_Study questions_:
1/ Answer these questions from the capital litigation evaluations text below, one answer a line, marked like the questions.
(a) In which case did the Court hold that the sentencer not be precluded from considering any aspect of a defendant's character or record as a mitigating factor?
(b) Which two Supreme Court holdings stress defense counsel's pursuit of mitigating evidence?
(c) Which case is cited for showing that a defendant has made a good adjustment to incarceration?
2/ Reproduce the passage of the capital litigation evaluations text below starting with "7. Shows that" and going on through "of aggravating circumstances.".

Capital Litigation Forensic Psychological Evaluations

  • Death Penalty Mitigation
  • Competency to Waive Mitigation
  • Competency to Waive Appeals
  • Competency to be Executed
  • Atkins Mental Retardation Evaluations
  • Violence Risk Assessment at Capital Sentencing
Death Penalty Mitigation

The United States Supreme Court has held that a capital defendant is entitled to mitigation at capital sentencing as part of an individualized sentencing process pursuant to the Eighth and Fourteenth Amendments. The Court held in Lockett vs. Ohio that “the sentencer, in all but the rarest kind of capital case, not be precluded from considering, as a mitigating factor, any aspect of a defendant’s character or record and any circumstances of the offense that the defendant proffers as a basis for a sentence less than death.” In Woodson vs. North Carolina, the Court held that a state’s death penalty statute “that accords no significance to relevant facets of the character and record of the individual offender or the circumstances of the particular offense excludes from consideration in fixing the ultimate punishment of death the possibility of compassionate or mitigating factors stemming from the frailties of humankind. The Court expanded these previous holdings in Eddings v. Oklahoma and instructed the sentencer to consider any mitigating factors including a defendant’s youth, lack of maturity, difficult family history including sever abuse, and emotional disturbance.

The United States Supreme Court’s holdings in Strickland vs. Washington and Wiggins vs. Smith stress the importance of defense counsels’ pursuit of mitigating evidence in order to secure effective counsel in capital proceedings.

Mitigation at capital sentencing can serve the following objectives:

  1. Explains mental illness and neurological deficits that were a nexus with the homicide but may have not been enough to constitute a defense at trial, i.e., insanity.
  2. Explains substance abuse/dependence that was a nexus with the homicide. A defendant’s substance abuse/dependence diagnosis may represent a bio-psycho-social addiction process. Further, his substance intoxication diagnosis at the time of the homicide may represent a volitional impairment of his behavior at the time of the homicide.
  3. Provides evidence of extenuating circumstances surrounding the offense.
  4. Portrays any positive/redeeming qualities the defendant possesses.
  5. Explains the defendant’s homicidal acts and prior violent/criminal behavior in a humanly understandable light given his past history, unique characteristics affecting his development, and exposure to heightened risk factors and deficits in protective/mediating factors.
  6. Reveals the defendant as a human being, humanizes the defendant and separates his character and background from his crime.
  7. Shows that the defendant’s life in prison would be productive and not threatening or violent to others. Reveals that he has made a good adjustment to incarceration pursuant to Skipper vs. South Carolina.
  8. Rebuts prosecutor’s evidence of aggravating circumstances.
  9. Negates the juror’s perception that the defendant presents as a future danger to society.
  10. Provides information to the jury about the impact of the defendant’s execution on his family and friends.

_Provided data_:

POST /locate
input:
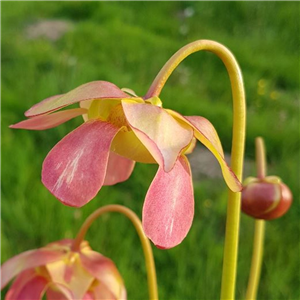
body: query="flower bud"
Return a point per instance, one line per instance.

_Outputs in order_:
1/
(a) Lockett vs. Ohio
(b) Strickland vs. Washington and Wiggins vs. Smith
(c) Skipper vs. South Carolina

2/
7. Shows that the defendant’s life in prison would be productive and not threatening or violent to others. Reveals that he has made a good adjustment to incarceration pursuant to Skipper vs. South Carolina.
  8. Rebuts prosecutor’s evidence of aggravating circumstances.